> **To do**
**1.** Answer these questions about the text on the Corsan water project below:
(a) What water-loss target must Corsan meet by 2024 to get a lower interest rate?
(b) When was Brazil's new federal legal framework for the sector issued?
(c) What sewage collection and treatment coverage does the law require by 2033?
**2.** Pick up the text on the Corsan water project below after its last sentence and continue it.

> **Text provided**
The Corsan project may be used as a framework for future water infrastructure projects in Brazil.
The Corsan project may be used as a framework for future water infrastructure projects in Brazil.  Photo: Courtesy of Corsan

"Water and sanitation are the number one priority of IFC in the country. Investments in critical infrastructure are key to ensure that Brazil has steady supplies of water and continued sustainable development, and we hope that this project provides the framework for future water infrastructure projects," says Carlos Leiria Pinto, IFC's Country Manager in Brazil.

The investment in Corsan is aligned with IFC's water and sanitation services sector strategy, which makes it a priority to engage with creditworthy utilities, including private and subnational utilities, to achieve scale and impact.

Notably, the green and sustainability linked loan is one of IFC's first SLL investments in infrastructure globally. SLLs give borrowers a financial incentive to achieve targets linked to the Sustainable Development Goals (SDGs). In Corsan’s case, the target is linked to SDG6, which aims to “ensure availability and sustainable management of water and sanitation for all”. If Corsan is able to meet the 35 percent target in water losses by 2024 as officially reported to the Brazilian Water Information System, then it will benefit from a decrease in the loan's interest rate.

Over the last decade, constrained public sector investments and limited utilization of private capital stymied Brazil’s progress in improving water and sewage services. That changed, however, with the issuance of a new federal legal framework in July 2020 to modify the sector’s regulatory framework. The law mandates that coverage must reach 99 percent for water and 90 percent for sewage collection and treatment by 2033.

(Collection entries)

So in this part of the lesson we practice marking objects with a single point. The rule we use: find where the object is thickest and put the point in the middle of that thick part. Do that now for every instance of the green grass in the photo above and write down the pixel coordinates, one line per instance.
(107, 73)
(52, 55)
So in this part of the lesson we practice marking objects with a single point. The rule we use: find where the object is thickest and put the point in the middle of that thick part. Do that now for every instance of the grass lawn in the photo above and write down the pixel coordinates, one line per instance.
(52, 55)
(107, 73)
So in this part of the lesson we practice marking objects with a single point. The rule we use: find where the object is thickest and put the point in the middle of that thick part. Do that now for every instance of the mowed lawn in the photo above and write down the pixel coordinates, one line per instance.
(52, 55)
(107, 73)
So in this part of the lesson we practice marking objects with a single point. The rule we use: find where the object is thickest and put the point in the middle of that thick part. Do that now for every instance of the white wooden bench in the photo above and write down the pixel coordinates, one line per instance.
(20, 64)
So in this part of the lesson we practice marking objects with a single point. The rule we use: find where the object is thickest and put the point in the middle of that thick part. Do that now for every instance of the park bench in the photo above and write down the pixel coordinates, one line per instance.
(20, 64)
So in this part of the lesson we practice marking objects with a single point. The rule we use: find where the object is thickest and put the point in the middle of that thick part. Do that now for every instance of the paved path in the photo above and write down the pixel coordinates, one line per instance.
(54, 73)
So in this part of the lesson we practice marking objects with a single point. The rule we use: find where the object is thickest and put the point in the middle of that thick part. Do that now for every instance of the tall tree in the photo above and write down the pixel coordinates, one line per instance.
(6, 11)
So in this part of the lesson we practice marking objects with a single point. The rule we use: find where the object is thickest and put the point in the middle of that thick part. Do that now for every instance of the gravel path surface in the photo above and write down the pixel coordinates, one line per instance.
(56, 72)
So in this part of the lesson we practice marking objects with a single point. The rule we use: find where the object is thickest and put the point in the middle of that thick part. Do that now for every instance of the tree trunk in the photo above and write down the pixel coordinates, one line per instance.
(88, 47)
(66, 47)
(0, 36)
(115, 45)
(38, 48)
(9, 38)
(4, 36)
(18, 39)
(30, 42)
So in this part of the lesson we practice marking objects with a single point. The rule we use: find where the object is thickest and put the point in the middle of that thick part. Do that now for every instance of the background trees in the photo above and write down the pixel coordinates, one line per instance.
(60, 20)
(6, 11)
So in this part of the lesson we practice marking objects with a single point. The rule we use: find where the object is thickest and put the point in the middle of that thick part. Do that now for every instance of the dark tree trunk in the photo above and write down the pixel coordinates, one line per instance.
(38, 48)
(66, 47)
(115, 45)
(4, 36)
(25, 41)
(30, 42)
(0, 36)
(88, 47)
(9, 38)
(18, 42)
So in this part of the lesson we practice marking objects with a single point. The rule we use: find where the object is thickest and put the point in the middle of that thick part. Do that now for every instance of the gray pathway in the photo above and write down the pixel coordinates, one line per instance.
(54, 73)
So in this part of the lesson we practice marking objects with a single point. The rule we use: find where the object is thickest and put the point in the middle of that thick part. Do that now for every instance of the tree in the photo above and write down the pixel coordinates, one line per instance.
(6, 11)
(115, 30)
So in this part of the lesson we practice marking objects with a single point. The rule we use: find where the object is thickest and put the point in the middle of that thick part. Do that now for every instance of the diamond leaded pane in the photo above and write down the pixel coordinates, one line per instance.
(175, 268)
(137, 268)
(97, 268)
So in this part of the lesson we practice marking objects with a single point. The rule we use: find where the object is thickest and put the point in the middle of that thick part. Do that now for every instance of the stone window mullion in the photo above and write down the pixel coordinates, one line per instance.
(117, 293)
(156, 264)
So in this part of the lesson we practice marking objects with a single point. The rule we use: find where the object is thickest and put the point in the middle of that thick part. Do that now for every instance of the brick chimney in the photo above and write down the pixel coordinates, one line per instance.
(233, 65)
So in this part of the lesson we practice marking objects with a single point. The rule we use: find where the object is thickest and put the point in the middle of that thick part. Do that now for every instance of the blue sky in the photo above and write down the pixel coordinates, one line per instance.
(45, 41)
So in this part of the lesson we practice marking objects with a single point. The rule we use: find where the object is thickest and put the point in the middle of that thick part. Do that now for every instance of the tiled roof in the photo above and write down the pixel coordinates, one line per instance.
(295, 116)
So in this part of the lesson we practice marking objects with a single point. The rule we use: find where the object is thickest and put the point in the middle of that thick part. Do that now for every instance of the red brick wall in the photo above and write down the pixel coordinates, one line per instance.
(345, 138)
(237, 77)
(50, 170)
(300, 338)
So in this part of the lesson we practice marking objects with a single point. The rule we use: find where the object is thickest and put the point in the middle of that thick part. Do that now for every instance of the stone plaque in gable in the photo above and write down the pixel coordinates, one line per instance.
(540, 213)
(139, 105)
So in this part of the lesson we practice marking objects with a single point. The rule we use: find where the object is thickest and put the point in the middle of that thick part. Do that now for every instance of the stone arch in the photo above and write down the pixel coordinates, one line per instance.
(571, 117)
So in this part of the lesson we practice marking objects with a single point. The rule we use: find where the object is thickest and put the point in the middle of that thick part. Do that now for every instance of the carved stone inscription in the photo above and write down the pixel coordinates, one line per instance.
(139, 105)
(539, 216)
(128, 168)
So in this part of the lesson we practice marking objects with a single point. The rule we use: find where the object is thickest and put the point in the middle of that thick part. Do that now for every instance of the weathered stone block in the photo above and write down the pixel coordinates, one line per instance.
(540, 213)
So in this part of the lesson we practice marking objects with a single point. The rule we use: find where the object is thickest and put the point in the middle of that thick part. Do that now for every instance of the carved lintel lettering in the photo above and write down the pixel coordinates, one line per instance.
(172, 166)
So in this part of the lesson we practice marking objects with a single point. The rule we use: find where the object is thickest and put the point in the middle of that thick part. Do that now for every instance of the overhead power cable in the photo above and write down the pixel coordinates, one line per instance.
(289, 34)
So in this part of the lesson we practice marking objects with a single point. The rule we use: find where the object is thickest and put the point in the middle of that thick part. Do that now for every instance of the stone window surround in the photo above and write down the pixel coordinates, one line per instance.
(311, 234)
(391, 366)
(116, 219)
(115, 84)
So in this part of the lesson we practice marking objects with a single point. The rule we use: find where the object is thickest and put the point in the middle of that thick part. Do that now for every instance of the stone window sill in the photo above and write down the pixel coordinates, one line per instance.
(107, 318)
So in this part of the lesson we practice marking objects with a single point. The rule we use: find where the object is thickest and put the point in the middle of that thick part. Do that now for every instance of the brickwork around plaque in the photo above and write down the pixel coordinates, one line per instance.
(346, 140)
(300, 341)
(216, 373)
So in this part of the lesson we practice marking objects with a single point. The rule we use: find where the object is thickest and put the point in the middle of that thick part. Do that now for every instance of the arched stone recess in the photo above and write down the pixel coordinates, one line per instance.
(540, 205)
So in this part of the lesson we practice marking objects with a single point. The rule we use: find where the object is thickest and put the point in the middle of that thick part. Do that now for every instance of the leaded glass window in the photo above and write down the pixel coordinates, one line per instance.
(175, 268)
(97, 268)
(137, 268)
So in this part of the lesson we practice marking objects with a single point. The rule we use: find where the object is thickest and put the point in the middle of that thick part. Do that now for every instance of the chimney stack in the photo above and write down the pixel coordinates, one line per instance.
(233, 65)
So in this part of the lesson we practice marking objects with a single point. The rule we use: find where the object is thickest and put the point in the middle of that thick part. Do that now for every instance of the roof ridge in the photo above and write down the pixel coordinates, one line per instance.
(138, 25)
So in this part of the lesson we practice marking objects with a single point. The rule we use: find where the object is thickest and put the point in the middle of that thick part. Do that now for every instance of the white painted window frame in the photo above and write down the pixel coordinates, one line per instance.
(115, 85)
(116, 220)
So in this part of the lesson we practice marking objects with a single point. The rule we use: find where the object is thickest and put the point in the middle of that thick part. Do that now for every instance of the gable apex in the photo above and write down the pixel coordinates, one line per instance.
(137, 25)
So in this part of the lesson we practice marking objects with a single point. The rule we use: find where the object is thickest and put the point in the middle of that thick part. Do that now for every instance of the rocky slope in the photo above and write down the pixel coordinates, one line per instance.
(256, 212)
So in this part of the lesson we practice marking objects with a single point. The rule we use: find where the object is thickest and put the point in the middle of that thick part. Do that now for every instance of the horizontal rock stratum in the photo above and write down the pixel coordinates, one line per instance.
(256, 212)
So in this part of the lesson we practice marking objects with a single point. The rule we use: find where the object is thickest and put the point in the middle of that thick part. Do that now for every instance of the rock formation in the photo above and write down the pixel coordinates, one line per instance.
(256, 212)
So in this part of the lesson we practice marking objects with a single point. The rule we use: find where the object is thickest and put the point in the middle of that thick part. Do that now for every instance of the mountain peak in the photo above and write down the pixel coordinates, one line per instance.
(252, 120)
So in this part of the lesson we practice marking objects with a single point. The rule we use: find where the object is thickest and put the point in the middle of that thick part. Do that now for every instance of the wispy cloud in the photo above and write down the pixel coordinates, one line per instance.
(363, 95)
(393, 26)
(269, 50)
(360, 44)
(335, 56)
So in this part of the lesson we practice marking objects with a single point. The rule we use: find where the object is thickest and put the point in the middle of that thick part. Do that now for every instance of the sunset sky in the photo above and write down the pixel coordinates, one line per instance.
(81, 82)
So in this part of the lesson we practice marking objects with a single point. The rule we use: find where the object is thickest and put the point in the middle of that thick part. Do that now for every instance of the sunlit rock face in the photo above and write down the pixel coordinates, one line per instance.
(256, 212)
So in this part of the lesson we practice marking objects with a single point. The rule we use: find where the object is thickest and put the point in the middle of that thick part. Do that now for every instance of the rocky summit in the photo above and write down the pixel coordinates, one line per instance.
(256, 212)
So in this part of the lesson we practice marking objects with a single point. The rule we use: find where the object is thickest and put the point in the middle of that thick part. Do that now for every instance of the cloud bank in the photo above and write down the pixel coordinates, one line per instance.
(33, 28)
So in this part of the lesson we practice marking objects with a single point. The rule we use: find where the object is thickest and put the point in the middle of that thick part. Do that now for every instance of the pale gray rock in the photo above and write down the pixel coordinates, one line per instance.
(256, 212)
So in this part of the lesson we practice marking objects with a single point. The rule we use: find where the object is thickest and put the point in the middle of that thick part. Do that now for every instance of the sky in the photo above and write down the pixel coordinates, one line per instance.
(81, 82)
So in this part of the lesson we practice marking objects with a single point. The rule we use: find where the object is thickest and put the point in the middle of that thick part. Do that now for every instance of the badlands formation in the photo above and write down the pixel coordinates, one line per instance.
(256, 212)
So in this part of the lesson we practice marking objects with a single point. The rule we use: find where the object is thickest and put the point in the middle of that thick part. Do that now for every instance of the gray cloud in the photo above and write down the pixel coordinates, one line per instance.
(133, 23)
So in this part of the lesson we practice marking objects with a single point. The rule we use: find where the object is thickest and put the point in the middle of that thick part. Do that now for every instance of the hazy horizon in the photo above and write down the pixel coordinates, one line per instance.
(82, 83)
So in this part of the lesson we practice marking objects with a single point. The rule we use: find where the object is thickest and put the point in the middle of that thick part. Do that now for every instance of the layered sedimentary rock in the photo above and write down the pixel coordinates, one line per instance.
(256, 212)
* * *
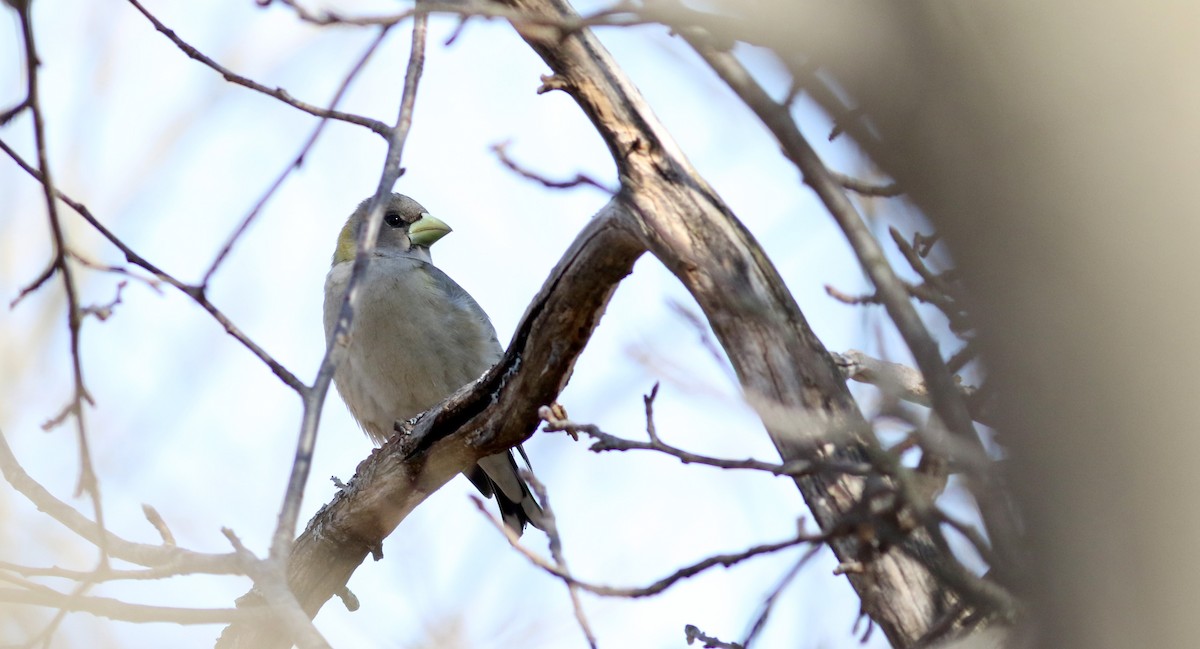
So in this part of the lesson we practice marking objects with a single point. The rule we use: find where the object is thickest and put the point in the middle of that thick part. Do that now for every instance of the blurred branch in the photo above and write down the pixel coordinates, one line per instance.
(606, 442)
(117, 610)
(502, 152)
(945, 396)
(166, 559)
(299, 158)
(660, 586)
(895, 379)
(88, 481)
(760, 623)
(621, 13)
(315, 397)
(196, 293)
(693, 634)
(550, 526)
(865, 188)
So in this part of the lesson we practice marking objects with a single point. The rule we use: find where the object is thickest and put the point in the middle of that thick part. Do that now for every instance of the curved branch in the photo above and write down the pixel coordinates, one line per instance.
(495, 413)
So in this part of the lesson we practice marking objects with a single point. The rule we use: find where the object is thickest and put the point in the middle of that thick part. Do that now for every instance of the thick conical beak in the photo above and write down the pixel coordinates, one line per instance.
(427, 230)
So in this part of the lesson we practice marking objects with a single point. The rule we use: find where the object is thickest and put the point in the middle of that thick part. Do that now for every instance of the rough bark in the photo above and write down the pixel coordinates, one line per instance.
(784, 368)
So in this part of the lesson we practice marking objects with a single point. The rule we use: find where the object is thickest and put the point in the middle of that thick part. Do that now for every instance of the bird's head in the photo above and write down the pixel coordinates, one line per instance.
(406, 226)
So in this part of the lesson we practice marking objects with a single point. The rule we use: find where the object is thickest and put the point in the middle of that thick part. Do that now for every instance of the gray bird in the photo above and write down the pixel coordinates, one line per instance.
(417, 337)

> **Answers to the exercises**
**1.**
(a) 35 percent
(b) July 2020
(c) 90 percent

**2.**
To achieve these coverage targets, the new law prioritizes the delivery of services and encourages utilization of private capital to meet investment needs, estimated at 750 billion reais ($140 billion). Utilities can attract such capital through debt financing, public-private partnerships, initial public offerings and other instruments. The water and sanitation sector in Brazil is currently dominated by state-owned water utilities that serve three quarters of the population, while private companies cover less than 10 percent, with municipalities serving the rest.

Water and sanitation are essential to human health and a prerequisite for economic growth. By tapping into private sector finance, Rio Grande do Sul is opening new avenues of development impact that will make a measurable difference for its people and communities, particularly in the face of ongoing climate change.